READING PASSAGE:

━━━━━━

On 02/01/2012 03:33 PM, Gregory Farnum wrote:
On Wed, Feb 1, 2012 at 7:54 AM, Jim Schutt<jaschut@xxxxxxxxxx>  wrote:
Hi,

FWIW, I've been trying to understand op delays under very heavy write
load, and have been working a little with the policy throttler in hopes of
using throttling delays to help track down which ops were backing up.
Without much success, unfortunately.

When I saw the wip-osd-op-tracking branch, I wondered if any of this
stuff might be helpful.  Here it is, just in case.

In general these patches are dumping information to the logs, and part
of the wip-osd-op-tracking branch is actually keeping track of most of
the message queueing wait times as part of the message itself
(although not the information about number of waiters and sleep/wake
seqs). I'm inclined to prefer that approach to log dumping.

I agree - I've just been using log dumping because I can extract
any relationships I can write a perl script to find :)  So far,
not too helpful.

Are there any patches you recommend for merging? I'm a little curious
about the ordered wakeup one — do you have data about when that's a
problem?

I've been trying to push the client:osd ratio, and in my testbed
I can run up to 166 linux clients. Right now I'm running them
against 48 OSDs.  The clients are 1 Gb/s ethernet, and the OSDs
have a 10 Gb/s ethernet for clients and another for the cluster.

━━━━━━

WHAT TO PRODUCE:
Write the next part of the email thread above about OSD operation delays under heavy write load, picking up after its final sentence.

INFORMATION SHOWN:

━━━━━━

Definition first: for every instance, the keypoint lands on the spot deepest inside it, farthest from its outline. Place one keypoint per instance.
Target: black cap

━━━━━━

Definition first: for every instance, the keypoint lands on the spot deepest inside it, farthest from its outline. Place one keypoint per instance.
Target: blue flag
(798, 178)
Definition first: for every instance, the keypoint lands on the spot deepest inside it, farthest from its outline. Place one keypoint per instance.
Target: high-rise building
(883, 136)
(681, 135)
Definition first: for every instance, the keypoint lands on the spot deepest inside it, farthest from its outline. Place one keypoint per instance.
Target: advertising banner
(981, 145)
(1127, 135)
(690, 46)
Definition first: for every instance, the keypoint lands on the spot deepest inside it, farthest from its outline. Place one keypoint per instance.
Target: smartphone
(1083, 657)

━━━━━━

RESULT OF THIS TASK:
During sustained write loads I see a factor of 10 oscillation
in aggregate throughput, and during that time I see clients
stuck in the policy throttler for hundreds of seconds, and I
see a number of waiters equal to
  number of clients - (throttler limit) / (msg size)
If I do a histogram of throttler wait times I see a handful of
messages that wait for an extra couple hundreds of seconds
without the ordered wakeup.

I'm not sure what this will look like if my throughput
variations can be fixed.  But, for our HPC loads I expect
we'll often see periods where offered load is much higher
that aggregate bandwidth of any system we can afford to
build, so ordered wakeup may be useful in such cases for
client fairness.

So I'd recommend the ordered wakeup patch if you don't
see any downsides.

Sorry for the noise on the others - mostly I just wanted
to share the sort of things I've been looking at.  I'll
be learning to use your new stuff soon...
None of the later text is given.